● Task to carry out
Give again, word for word, each line below starting at the one that contains "like (723, 72)." and ending at the one that contains "like (681, 252).".

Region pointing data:
• • •

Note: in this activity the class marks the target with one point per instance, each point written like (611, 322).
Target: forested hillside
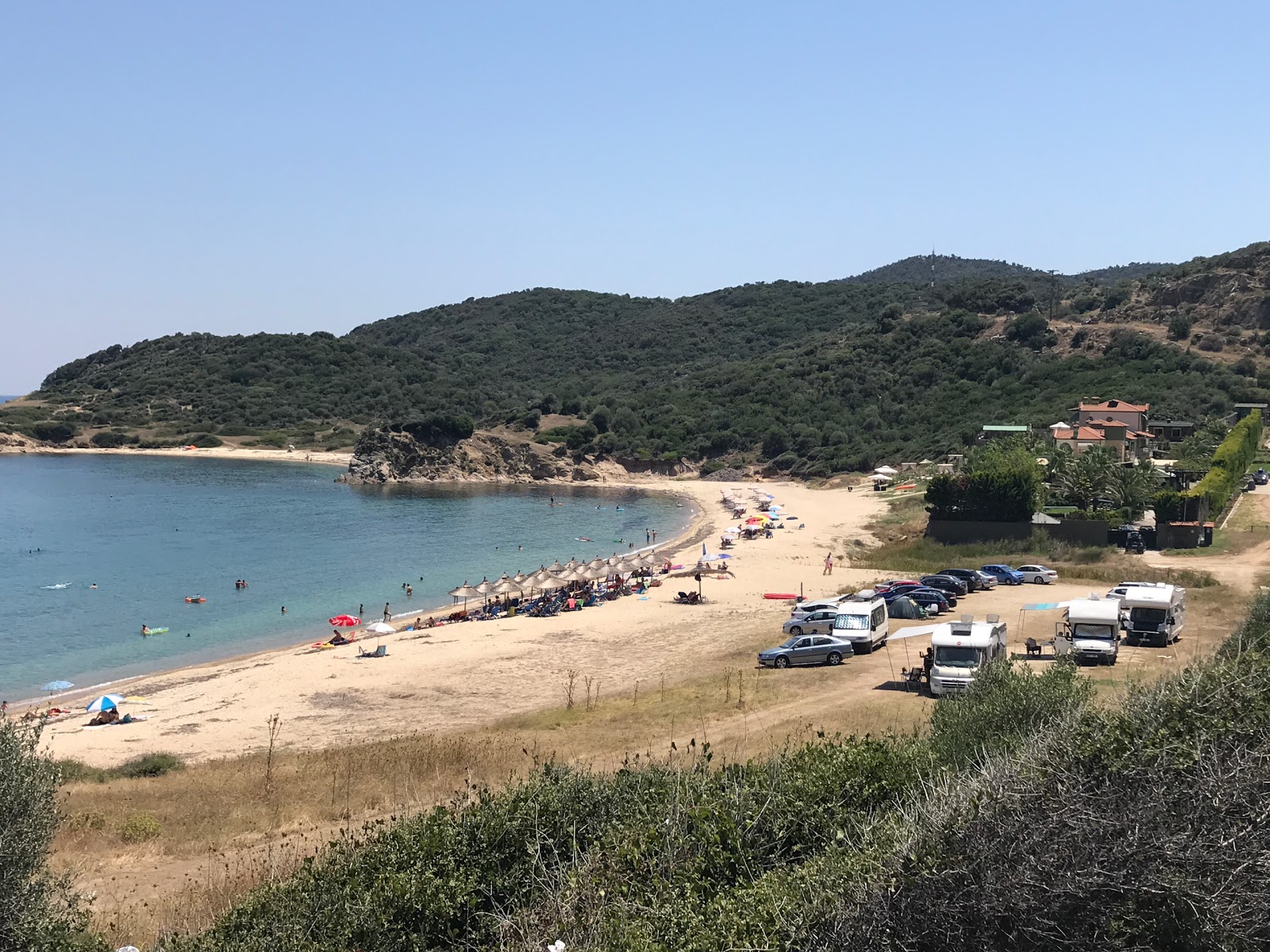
(818, 378)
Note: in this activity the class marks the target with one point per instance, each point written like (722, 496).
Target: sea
(92, 547)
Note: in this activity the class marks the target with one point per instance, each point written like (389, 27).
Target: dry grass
(221, 828)
(224, 827)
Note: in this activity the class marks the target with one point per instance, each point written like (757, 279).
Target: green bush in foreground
(37, 909)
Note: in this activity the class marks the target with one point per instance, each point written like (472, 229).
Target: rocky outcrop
(385, 456)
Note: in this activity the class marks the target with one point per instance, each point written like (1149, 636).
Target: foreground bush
(37, 911)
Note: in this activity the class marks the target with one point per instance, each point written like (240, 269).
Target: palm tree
(1086, 479)
(1133, 486)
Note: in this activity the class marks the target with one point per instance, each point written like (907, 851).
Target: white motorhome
(863, 621)
(1091, 631)
(1153, 615)
(959, 649)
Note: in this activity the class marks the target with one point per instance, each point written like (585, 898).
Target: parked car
(804, 608)
(973, 583)
(1038, 574)
(819, 622)
(1003, 574)
(910, 589)
(933, 600)
(806, 649)
(887, 585)
(945, 583)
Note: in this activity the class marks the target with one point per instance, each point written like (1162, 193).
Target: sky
(295, 167)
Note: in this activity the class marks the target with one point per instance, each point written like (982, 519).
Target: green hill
(819, 378)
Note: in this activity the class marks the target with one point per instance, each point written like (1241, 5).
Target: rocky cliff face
(383, 456)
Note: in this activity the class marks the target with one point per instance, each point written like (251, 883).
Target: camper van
(1153, 615)
(1091, 631)
(960, 649)
(863, 622)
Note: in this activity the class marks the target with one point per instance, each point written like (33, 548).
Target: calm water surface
(150, 531)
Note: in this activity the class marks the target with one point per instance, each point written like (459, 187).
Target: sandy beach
(474, 673)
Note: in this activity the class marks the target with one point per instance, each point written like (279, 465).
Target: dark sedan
(973, 583)
(945, 583)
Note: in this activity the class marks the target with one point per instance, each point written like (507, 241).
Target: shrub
(139, 828)
(37, 909)
(54, 431)
(108, 441)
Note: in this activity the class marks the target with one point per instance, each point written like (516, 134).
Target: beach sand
(476, 673)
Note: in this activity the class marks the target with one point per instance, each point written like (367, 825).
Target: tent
(905, 608)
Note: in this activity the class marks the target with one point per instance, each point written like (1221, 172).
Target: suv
(819, 622)
(973, 583)
(1003, 574)
(945, 583)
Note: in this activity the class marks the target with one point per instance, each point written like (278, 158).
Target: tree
(1086, 479)
(1134, 486)
(1179, 327)
(37, 909)
(1032, 330)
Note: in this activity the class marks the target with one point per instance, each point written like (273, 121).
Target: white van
(863, 621)
(1153, 615)
(1090, 631)
(959, 649)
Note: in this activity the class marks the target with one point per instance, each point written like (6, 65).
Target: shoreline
(689, 533)
(469, 676)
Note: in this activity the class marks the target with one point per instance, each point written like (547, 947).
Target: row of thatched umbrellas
(552, 577)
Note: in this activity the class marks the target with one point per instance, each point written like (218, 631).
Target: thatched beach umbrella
(464, 592)
(505, 585)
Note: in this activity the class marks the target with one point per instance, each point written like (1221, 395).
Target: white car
(819, 622)
(821, 605)
(1038, 574)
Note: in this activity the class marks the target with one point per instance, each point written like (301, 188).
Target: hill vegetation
(810, 378)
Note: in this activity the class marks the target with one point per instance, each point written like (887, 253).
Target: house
(1132, 416)
(1114, 436)
(1172, 431)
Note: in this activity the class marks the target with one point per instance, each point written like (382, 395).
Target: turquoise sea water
(150, 531)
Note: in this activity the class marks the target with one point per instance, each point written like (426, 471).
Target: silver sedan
(808, 649)
(813, 622)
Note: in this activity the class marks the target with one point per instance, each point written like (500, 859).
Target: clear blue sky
(241, 167)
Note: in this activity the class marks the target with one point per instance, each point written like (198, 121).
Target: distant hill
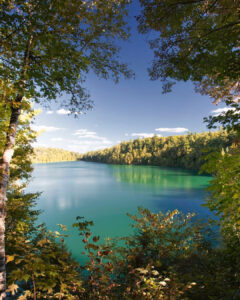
(182, 151)
(46, 155)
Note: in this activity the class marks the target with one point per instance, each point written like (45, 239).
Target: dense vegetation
(46, 155)
(168, 256)
(186, 151)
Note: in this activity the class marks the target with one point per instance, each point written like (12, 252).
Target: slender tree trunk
(4, 181)
(5, 164)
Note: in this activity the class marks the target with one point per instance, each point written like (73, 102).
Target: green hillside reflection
(159, 177)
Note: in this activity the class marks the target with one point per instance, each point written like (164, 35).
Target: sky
(133, 108)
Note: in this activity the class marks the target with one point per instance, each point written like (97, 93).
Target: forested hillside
(185, 151)
(46, 155)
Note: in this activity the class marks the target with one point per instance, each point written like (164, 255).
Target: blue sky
(131, 109)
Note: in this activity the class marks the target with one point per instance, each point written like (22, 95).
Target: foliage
(187, 151)
(197, 41)
(228, 120)
(168, 256)
(46, 155)
(224, 190)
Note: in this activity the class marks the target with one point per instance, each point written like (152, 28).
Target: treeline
(46, 155)
(185, 151)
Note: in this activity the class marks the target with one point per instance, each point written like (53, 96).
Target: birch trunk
(4, 181)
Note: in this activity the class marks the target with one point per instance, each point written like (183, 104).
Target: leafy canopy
(195, 40)
(48, 46)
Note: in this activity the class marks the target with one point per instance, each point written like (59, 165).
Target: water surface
(105, 193)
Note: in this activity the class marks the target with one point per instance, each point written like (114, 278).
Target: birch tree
(46, 49)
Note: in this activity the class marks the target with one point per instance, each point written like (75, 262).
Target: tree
(197, 41)
(47, 48)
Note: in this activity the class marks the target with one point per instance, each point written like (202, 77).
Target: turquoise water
(105, 193)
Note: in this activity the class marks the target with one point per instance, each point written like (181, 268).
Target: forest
(186, 151)
(47, 49)
(46, 155)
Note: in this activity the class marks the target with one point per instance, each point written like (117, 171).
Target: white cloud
(172, 130)
(56, 139)
(84, 133)
(63, 111)
(46, 128)
(143, 134)
(87, 140)
(222, 110)
(83, 146)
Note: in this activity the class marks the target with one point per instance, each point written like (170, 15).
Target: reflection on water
(159, 177)
(105, 193)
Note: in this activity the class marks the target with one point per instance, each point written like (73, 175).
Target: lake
(105, 193)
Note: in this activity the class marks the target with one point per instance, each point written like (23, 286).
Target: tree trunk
(4, 181)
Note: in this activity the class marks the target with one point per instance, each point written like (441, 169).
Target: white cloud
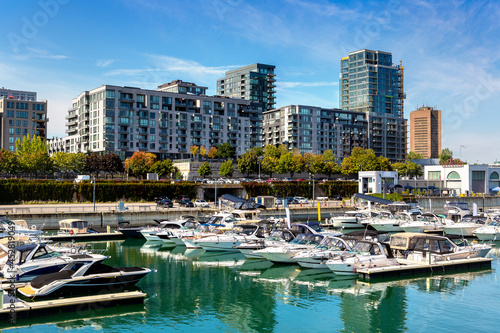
(104, 62)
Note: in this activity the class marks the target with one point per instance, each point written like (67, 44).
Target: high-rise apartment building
(255, 83)
(370, 83)
(425, 132)
(313, 129)
(165, 122)
(18, 94)
(21, 117)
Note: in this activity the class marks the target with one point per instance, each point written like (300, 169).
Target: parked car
(165, 203)
(301, 200)
(185, 202)
(200, 203)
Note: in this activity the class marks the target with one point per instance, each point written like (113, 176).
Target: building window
(434, 175)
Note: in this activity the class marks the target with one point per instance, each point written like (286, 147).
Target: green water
(212, 292)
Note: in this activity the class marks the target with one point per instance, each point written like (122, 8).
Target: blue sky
(450, 51)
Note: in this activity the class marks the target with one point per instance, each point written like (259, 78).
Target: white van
(80, 178)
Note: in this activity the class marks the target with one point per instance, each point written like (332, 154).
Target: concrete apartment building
(313, 129)
(255, 83)
(425, 132)
(370, 83)
(21, 117)
(165, 122)
(18, 94)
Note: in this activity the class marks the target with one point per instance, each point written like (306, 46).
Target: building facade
(425, 132)
(126, 119)
(21, 117)
(370, 83)
(18, 94)
(465, 179)
(313, 129)
(255, 83)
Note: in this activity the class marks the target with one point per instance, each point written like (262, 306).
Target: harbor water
(213, 292)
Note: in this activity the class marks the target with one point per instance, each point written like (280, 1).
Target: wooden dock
(86, 237)
(23, 309)
(411, 268)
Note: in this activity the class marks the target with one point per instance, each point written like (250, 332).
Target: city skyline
(59, 48)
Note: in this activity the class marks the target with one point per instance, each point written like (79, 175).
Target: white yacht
(425, 222)
(330, 247)
(230, 240)
(490, 232)
(391, 223)
(365, 254)
(466, 226)
(284, 254)
(432, 248)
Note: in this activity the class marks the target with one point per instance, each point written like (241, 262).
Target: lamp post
(260, 158)
(93, 195)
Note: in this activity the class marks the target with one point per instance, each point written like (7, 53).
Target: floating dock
(16, 308)
(410, 268)
(86, 237)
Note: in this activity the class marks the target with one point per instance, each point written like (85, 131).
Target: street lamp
(260, 158)
(93, 195)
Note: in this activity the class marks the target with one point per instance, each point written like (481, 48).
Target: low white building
(465, 179)
(376, 181)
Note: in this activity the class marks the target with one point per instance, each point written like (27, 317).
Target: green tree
(445, 156)
(363, 160)
(332, 168)
(8, 162)
(163, 168)
(204, 169)
(248, 163)
(140, 163)
(226, 169)
(33, 155)
(414, 156)
(225, 150)
(194, 151)
(413, 169)
(111, 164)
(400, 168)
(268, 165)
(271, 151)
(212, 153)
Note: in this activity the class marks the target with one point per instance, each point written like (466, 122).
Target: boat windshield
(365, 249)
(332, 244)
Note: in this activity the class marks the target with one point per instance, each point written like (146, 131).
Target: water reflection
(193, 289)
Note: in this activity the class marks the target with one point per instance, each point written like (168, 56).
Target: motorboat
(488, 232)
(31, 260)
(84, 275)
(456, 210)
(276, 238)
(350, 219)
(418, 247)
(230, 240)
(365, 254)
(150, 233)
(466, 226)
(284, 254)
(17, 228)
(330, 247)
(425, 222)
(174, 237)
(133, 232)
(390, 223)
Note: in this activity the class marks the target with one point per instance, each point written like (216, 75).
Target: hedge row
(302, 189)
(16, 191)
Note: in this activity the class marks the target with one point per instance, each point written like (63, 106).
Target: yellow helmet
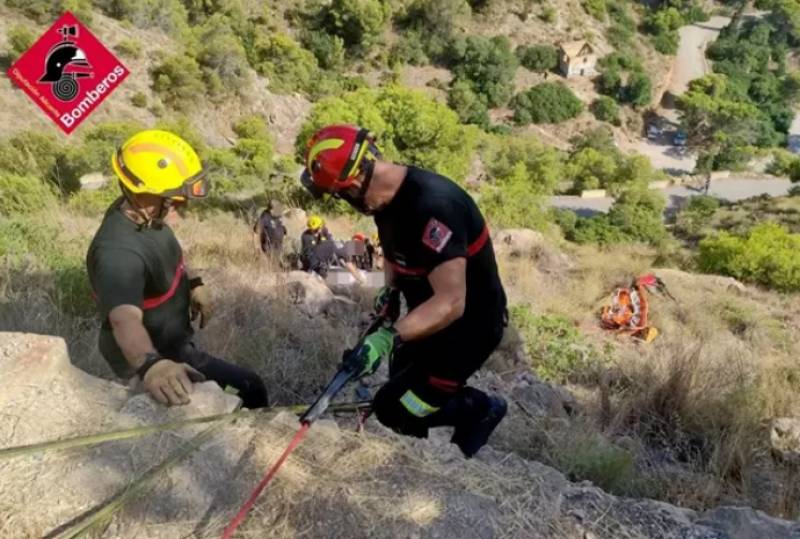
(315, 222)
(160, 163)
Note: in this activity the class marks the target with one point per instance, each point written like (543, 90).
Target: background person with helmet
(314, 234)
(269, 230)
(144, 293)
(438, 254)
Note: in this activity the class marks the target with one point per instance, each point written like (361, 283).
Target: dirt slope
(338, 484)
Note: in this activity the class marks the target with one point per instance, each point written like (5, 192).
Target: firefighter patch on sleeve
(436, 235)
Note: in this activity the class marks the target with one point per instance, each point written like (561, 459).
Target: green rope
(137, 432)
(122, 497)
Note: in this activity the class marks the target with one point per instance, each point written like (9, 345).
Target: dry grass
(692, 407)
(689, 409)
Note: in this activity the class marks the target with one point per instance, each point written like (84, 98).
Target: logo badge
(68, 72)
(436, 235)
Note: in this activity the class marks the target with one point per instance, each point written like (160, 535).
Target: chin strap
(147, 220)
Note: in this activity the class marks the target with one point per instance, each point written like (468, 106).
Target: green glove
(387, 303)
(376, 347)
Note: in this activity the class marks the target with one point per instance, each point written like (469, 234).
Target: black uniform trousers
(427, 380)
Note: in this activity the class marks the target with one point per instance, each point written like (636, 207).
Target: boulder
(747, 523)
(47, 398)
(337, 483)
(307, 291)
(784, 438)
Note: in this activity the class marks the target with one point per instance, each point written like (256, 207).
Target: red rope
(248, 505)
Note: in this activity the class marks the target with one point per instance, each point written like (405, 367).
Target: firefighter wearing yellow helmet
(314, 234)
(146, 296)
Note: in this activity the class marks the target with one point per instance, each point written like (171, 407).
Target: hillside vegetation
(469, 89)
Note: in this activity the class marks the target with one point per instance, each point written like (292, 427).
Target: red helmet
(334, 156)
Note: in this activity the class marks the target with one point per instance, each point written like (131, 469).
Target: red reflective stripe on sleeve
(408, 271)
(152, 303)
(448, 386)
(475, 247)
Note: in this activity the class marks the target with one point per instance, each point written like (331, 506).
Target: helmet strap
(147, 221)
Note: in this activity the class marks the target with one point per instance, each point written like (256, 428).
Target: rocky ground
(338, 484)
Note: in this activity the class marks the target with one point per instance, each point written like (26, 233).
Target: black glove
(387, 303)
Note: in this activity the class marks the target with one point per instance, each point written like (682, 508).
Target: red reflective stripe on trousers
(152, 303)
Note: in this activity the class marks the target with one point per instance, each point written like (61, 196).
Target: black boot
(473, 434)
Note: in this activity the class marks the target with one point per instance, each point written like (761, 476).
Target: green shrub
(469, 106)
(538, 58)
(547, 102)
(664, 25)
(221, 56)
(178, 80)
(357, 22)
(592, 169)
(129, 47)
(488, 64)
(595, 8)
(767, 255)
(94, 152)
(254, 146)
(32, 153)
(639, 214)
(94, 202)
(639, 90)
(287, 65)
(24, 194)
(139, 99)
(409, 125)
(409, 49)
(556, 347)
(636, 217)
(593, 458)
(542, 166)
(522, 173)
(329, 50)
(610, 83)
(20, 38)
(606, 109)
(434, 23)
(46, 11)
(696, 215)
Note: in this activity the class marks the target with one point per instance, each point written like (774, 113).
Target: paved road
(690, 64)
(731, 190)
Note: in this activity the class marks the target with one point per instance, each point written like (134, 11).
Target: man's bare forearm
(130, 334)
(428, 318)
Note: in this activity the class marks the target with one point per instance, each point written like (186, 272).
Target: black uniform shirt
(141, 267)
(431, 220)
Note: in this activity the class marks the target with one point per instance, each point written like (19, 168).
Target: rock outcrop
(337, 484)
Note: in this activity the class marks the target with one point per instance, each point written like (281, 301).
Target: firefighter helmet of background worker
(315, 222)
(336, 156)
(160, 163)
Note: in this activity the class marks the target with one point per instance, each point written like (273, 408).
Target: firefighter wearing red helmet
(439, 256)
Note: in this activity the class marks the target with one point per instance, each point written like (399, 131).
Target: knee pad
(391, 413)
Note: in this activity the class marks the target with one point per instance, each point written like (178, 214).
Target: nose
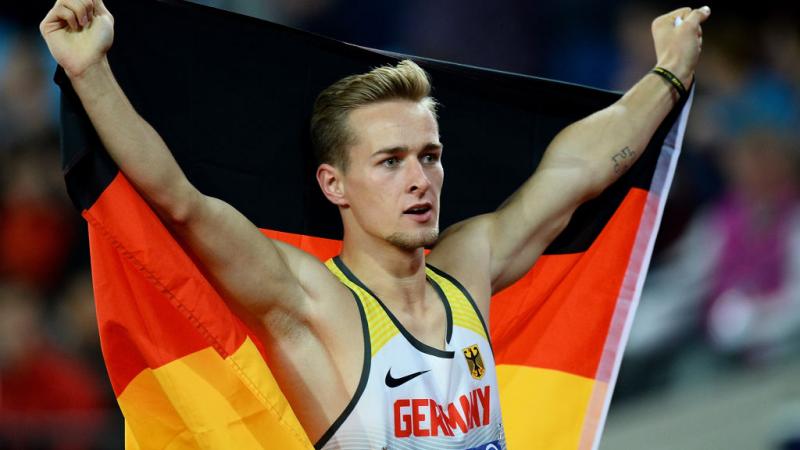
(418, 181)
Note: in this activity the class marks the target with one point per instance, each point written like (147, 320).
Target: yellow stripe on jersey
(464, 314)
(381, 328)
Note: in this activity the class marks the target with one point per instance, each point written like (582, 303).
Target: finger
(52, 22)
(699, 15)
(670, 16)
(68, 16)
(100, 7)
(79, 8)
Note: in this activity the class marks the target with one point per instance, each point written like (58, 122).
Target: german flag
(232, 97)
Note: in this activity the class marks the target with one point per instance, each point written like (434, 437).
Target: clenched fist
(678, 39)
(78, 34)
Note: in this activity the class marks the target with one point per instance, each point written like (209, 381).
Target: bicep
(523, 227)
(247, 267)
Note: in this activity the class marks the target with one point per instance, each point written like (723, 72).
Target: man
(384, 347)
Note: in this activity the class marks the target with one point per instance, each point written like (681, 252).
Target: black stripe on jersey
(362, 383)
(469, 297)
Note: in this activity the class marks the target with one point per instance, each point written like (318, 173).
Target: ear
(331, 182)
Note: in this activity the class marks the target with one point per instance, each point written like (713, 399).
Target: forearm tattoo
(623, 159)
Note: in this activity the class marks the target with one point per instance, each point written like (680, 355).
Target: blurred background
(713, 360)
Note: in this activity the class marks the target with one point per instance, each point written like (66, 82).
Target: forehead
(393, 123)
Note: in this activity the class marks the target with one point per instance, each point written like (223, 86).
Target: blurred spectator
(37, 224)
(25, 108)
(733, 280)
(47, 400)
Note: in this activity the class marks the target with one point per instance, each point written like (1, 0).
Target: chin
(414, 240)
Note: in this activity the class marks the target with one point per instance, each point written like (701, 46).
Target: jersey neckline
(419, 345)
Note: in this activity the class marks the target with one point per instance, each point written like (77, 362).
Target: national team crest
(474, 361)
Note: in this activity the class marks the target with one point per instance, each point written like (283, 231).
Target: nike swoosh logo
(394, 382)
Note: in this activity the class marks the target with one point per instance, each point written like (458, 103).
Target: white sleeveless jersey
(415, 397)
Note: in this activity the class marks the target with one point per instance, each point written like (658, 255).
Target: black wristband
(673, 80)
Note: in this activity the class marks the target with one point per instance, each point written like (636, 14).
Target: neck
(394, 274)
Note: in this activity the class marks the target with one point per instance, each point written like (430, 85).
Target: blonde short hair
(330, 135)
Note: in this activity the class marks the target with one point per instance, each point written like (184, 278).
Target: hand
(678, 43)
(78, 34)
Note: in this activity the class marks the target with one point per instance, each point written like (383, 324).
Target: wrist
(684, 75)
(670, 79)
(91, 72)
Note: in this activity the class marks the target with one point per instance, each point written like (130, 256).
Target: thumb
(698, 16)
(100, 8)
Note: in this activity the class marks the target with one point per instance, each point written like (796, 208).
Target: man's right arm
(243, 264)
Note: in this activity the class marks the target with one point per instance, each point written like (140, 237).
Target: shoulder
(463, 253)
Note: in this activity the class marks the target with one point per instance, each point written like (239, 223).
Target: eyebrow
(404, 149)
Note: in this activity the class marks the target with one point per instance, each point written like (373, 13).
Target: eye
(430, 158)
(391, 162)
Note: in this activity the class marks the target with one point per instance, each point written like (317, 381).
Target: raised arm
(580, 162)
(245, 266)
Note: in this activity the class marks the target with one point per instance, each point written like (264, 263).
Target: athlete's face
(394, 176)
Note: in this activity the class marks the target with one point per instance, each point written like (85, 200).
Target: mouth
(421, 213)
(419, 209)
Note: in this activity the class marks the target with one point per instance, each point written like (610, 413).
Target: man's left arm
(581, 161)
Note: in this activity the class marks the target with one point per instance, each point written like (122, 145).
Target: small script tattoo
(622, 160)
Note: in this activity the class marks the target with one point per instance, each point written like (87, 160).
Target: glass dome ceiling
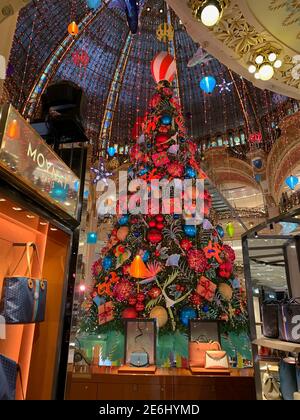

• • •

● Solved exercise
Note: in this activity the class marks the target with one point per instance, each point written like (723, 72).
Target: man
(384, 347)
Note: in this activity the class marks the target with one point per instance, each point written like (681, 252).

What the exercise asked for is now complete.